Your instructions: Rewrite the rows from the line with "607, row 584." to the line with "column 528, row 542" as a two-column CSV with the headers text and answer, giving one CSV line for each row. Put each text and each answer in its own quoted field, with line breaks replaced by spaces.

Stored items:
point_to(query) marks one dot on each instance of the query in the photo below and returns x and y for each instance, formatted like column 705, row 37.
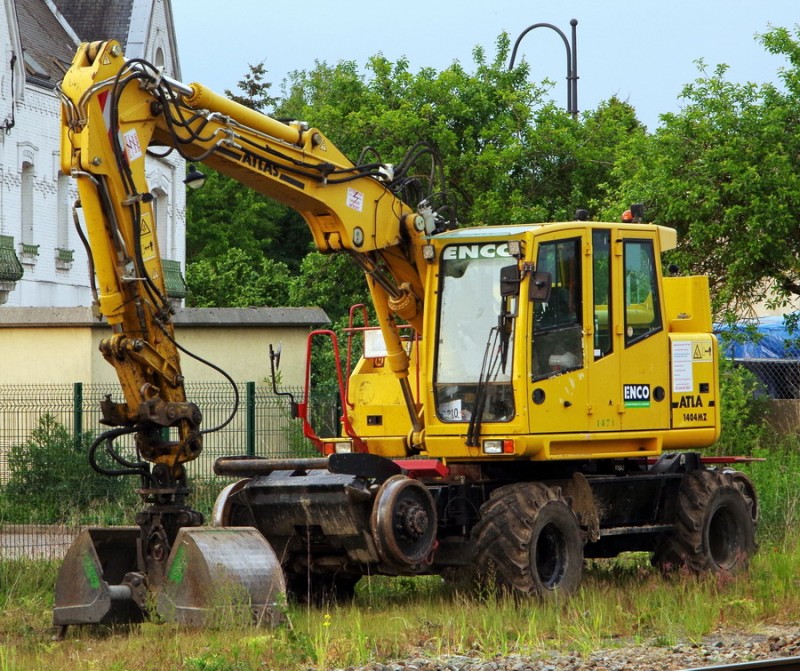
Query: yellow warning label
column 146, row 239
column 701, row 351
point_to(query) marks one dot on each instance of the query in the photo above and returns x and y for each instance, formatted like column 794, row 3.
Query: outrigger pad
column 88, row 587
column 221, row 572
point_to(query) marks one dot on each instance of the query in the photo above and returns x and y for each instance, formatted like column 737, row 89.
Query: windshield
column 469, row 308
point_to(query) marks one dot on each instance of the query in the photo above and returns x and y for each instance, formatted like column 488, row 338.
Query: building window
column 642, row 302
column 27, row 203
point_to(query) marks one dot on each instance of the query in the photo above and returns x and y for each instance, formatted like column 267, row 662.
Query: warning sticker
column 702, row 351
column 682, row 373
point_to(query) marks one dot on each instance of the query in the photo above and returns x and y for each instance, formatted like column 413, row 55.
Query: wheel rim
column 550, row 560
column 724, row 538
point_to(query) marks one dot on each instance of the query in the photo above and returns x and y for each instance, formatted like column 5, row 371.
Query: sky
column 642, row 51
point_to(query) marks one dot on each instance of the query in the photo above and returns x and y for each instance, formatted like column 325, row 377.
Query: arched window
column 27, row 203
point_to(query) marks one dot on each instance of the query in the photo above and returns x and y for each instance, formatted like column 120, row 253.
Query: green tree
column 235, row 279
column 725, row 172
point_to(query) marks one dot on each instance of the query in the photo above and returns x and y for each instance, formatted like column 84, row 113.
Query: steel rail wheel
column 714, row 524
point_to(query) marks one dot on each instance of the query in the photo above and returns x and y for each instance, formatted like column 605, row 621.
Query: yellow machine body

==

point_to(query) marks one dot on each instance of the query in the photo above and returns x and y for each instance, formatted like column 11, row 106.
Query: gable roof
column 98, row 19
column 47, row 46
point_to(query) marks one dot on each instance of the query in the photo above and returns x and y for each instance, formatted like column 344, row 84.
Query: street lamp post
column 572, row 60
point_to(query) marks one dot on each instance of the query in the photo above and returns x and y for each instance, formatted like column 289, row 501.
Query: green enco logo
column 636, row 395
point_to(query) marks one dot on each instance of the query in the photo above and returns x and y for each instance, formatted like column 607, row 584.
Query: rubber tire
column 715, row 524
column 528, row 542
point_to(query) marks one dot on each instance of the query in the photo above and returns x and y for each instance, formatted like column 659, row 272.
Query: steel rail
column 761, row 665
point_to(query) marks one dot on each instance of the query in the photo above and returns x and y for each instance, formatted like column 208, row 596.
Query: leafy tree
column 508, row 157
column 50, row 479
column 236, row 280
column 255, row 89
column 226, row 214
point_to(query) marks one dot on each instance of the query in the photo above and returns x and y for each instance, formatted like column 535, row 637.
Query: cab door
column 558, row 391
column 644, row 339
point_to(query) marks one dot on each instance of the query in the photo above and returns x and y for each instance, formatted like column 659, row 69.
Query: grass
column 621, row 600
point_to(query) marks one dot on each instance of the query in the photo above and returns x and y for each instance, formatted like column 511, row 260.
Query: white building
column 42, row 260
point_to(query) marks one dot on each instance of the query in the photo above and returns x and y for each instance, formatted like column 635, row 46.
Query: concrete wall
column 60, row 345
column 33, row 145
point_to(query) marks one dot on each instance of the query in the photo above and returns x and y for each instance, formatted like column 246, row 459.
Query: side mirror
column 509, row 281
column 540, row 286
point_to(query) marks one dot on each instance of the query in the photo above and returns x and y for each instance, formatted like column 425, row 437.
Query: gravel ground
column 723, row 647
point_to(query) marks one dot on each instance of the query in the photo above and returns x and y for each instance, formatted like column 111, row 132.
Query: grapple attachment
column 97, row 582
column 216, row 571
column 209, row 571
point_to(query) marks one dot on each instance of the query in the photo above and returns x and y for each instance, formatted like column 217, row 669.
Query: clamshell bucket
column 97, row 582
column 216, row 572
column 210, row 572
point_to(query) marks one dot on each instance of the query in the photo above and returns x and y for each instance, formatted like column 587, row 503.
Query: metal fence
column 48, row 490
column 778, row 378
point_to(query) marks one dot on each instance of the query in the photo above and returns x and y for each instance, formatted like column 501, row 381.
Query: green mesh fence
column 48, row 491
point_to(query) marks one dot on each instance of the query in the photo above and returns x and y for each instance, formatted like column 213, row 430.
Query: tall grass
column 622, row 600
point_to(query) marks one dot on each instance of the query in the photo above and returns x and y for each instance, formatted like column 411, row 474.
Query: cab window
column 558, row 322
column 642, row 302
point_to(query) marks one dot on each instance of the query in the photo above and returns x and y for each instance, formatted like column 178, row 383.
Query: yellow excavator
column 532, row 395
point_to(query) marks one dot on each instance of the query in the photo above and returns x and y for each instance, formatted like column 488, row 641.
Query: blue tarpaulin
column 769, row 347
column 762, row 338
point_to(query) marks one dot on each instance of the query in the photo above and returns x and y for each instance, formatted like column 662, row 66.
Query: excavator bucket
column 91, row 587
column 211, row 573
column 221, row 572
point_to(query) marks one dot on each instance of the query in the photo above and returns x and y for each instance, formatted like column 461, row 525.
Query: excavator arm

Output of the exercise:
text,answer
"point_to(query) marks one dot on each instance of the query in the photo above and returns x and y for each instance, formatted like column 607, row 584. Query: rubber tire","column 715, row 524 column 528, row 542"